The Commission will skip the month of July, holding its next meeting on August 6, 2010 at 9:30 a.m. at the Legislative Office Building in Concord.



May Study Commission Hearing

On May 14, 2010, the NH Legislative Study Commission on the Death Penalty met to discuss the evolving moral standards concerning capital punishment. Religious leaders from several different faiths testified at the Commission meeting, along with the co-director of the Innocence Project, Barry Scheck, and Joshua Rubenstein, the northeast regional director of Amnesty International. All of the witnesses testified in opposition to the death penalty.

One of the witnesses, Bishop Francis Christian, said “the state that unnecessarily uses, or even legalizes, capital punishment unwittingly adopts the moral calculus of the killer, who regards killing as an acceptable means to an end.”  Other religious leaders agreed with this sentiment.  David Lamarre-Vincent, executive director of the NH Council of Churches, presented a letter signed by 186 New Hampshire religious leaders, which condemned capital punishment.

Information from the Concord Monitor  article “Death Penalty Condemned” by Ben Leubsdorf, May 15, 2010.



April Study Commission Hearing

Study Commission Told there is No Evidence the Death Penalty Deters Murder

Arnie Alpert
April 14, 2010

If the death penalty had any effect on rates of violent crime it would show up in statistical comparisons of jurisdictions with the death penalty to those without it.  Or it would show up in statistics when states change their laws one way or the other, or in the aftermath of publicized executions.  But according to a criminologist and a mathematician who testified at a recent meeting of New Hampshire’s death penalty study commission, there is no reputable statistical evidence for a deterrent effect.  “There may be other reasons to support the death penalty,” said Tomislav Kovandzic from the University of Texas at Dallas, “but the belief that it deters murder should not be one of them.”

(Detection examples)
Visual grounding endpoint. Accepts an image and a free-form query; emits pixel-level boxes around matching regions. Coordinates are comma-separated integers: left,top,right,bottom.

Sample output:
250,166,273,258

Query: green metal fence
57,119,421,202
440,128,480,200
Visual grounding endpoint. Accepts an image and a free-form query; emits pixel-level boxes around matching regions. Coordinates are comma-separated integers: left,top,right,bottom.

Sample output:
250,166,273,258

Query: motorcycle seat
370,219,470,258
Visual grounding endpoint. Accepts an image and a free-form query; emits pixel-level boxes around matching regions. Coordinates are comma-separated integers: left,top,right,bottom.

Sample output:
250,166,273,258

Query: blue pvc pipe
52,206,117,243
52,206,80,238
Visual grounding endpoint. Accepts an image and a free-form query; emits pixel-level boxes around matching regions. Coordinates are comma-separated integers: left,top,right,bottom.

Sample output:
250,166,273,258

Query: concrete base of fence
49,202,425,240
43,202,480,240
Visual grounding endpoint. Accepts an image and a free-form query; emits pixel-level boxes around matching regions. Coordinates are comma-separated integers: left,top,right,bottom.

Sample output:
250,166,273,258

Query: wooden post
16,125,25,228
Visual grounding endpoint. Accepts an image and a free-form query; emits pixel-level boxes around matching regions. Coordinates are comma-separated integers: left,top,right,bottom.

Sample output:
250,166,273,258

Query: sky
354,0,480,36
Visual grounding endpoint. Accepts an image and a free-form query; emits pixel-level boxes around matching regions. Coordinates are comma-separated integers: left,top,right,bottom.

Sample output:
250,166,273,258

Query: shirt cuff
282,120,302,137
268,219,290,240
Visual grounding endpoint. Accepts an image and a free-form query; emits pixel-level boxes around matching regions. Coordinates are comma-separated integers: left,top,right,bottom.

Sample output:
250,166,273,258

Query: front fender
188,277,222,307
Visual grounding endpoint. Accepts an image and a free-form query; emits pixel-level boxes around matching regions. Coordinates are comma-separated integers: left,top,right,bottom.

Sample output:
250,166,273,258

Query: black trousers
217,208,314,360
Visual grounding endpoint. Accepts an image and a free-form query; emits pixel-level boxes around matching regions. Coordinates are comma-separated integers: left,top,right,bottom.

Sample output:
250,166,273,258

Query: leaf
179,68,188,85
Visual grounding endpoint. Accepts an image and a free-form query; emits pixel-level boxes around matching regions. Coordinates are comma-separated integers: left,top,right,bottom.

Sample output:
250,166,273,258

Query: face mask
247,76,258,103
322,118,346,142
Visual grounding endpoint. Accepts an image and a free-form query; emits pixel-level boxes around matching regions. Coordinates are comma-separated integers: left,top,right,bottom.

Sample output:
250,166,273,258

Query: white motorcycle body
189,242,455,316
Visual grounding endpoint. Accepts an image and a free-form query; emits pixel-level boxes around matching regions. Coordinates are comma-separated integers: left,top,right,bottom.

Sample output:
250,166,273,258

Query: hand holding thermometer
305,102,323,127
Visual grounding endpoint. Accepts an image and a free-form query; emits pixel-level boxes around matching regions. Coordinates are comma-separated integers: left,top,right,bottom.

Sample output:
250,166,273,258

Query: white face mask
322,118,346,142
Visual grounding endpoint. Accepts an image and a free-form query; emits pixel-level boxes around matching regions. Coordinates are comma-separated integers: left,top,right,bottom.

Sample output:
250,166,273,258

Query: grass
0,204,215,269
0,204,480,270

JOB A:
Collect every line of the records that contains the word "white", treating uppercase and lowercase as different.
JOB B:
Carry on the death penalty commission text, picking up after its last sentence.
The death penalty commission text and the records come from two unrelated sources.

TASK RESULT A:
Query: white motorcycle body
Query: white face mask

TASK RESULT B:
Deterrence was the theme of the April 9 meeting, the Commission’s sixth since it was created by a 2009 act of the legislature.  Each session has taken up a specific question based on the group’s statutory mandate, which in this case included “Whether the death penalty in New Hampshire rationally serves a legitimate public interest such as general deterrence, specific deterrence, punishment, or instilling confidence in the criminal justice system.”

John Lamperti, a Professor Emeritus of Mathematics at Dartmouth, has been looking at the statistical evidence for deterrence for some time.  Defending the use of statistics in general and describing the difference between correlation and cause, he said in written testimony, “We must define the question correctly.  We are not asking whether the threat of punishment, in general, deters crime, nor whether there should be heavy penalties for murder.  The issue at stake is this: Does capital punishment, in a form that could be practiced in the United States, provide a better deterrent to murder than long imprisonment?”  Lamperti’s conclusion is that there is no statistical evidence for a positive answer to that question.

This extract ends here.